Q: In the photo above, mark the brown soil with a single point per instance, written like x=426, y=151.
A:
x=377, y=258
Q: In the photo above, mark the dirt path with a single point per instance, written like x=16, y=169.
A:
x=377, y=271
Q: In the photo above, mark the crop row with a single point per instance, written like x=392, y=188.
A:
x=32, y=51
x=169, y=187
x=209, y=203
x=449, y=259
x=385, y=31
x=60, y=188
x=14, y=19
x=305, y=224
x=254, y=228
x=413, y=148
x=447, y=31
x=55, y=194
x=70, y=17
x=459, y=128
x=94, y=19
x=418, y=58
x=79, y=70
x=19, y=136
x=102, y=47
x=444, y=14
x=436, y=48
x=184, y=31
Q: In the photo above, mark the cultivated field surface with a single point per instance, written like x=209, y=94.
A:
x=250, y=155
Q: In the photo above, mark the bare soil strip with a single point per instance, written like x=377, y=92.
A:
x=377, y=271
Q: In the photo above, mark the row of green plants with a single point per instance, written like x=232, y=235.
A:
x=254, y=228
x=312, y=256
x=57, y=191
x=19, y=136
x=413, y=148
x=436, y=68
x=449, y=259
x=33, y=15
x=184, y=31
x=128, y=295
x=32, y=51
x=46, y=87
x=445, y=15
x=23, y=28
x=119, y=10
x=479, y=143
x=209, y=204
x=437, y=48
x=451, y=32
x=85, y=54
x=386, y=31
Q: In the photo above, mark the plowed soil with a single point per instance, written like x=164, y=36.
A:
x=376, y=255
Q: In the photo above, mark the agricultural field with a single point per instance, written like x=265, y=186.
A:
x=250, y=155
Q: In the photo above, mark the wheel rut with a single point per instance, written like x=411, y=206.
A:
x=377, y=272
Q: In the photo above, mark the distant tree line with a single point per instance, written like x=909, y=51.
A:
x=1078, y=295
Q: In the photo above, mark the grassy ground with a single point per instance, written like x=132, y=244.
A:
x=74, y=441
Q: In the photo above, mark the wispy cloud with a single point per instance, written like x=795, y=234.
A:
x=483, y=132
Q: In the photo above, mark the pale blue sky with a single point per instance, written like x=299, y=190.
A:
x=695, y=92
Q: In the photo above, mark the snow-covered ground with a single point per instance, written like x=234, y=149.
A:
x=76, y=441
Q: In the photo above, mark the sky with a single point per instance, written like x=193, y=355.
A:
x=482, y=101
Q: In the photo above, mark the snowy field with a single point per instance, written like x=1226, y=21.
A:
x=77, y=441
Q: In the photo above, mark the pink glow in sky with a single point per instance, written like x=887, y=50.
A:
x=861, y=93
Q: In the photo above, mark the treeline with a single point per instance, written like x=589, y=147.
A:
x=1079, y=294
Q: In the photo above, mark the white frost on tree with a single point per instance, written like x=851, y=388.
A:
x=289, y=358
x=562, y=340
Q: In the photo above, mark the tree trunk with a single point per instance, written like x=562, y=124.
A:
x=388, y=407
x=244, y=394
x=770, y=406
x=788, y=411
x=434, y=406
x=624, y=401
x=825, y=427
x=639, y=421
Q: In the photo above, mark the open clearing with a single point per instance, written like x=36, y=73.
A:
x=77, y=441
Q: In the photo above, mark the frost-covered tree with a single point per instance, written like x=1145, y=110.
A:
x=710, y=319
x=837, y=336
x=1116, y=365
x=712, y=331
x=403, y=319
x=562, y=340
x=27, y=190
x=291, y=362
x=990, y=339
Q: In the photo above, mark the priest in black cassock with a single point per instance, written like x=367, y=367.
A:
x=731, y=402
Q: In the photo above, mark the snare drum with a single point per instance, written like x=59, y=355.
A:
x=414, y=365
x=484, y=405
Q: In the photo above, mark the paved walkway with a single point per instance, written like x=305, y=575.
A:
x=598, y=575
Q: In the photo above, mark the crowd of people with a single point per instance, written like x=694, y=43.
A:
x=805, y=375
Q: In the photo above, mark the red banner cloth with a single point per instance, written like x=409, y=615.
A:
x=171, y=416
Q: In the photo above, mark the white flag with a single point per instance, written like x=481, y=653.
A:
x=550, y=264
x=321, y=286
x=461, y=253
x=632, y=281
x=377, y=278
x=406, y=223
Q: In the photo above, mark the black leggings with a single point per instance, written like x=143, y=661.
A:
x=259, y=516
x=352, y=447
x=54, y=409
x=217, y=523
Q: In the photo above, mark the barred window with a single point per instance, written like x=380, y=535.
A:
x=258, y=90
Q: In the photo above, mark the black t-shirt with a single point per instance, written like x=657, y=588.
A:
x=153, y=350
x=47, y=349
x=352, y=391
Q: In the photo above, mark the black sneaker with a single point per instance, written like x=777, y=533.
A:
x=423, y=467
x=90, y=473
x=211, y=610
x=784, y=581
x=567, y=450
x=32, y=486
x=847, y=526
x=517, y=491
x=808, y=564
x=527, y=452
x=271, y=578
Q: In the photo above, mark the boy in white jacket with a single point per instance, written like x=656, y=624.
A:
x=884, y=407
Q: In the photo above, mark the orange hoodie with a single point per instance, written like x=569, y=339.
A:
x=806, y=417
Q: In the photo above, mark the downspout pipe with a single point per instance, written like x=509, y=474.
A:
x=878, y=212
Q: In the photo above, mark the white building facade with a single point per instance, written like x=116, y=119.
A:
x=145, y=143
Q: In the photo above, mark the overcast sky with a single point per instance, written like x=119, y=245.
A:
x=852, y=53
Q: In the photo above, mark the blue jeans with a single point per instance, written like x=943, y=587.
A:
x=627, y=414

====

**EXERCISE DETAILS**
Rescale the material from the line with "Q: In the photo above, mark the barred" to the line with "x=878, y=212", both included, and give only those lines again with the requests unchanged. Multiply every answer coordinate by 0.7 and round it to a whole number, with halves rounded up.

**TASK RESULT**
Q: In the photo above, mark the barred window with a single point per instance, written like x=380, y=535.
A:
x=181, y=63
Q: In the photo above, mark the black t-shirt with a single point per instance, written like x=657, y=588.
A:
x=107, y=245
x=33, y=244
x=246, y=274
Q: In the photo above, mark the black sneaker with a single point per instance, written like x=777, y=533.
A:
x=296, y=327
x=63, y=331
x=148, y=427
x=549, y=407
x=397, y=315
x=22, y=340
x=593, y=368
x=362, y=344
x=566, y=395
x=369, y=316
x=190, y=405
Q: In the photo above, mark the boy in white jacket with a single point per instance, written like x=656, y=624.
A:
x=619, y=285
Q: In the photo above, mark the orange hoodie with a single point per instance, written like x=569, y=339.
A:
x=564, y=292
Q: In the photo above, mark the downspout pipe with a single point per instance, written like x=509, y=474.
A:
x=615, y=148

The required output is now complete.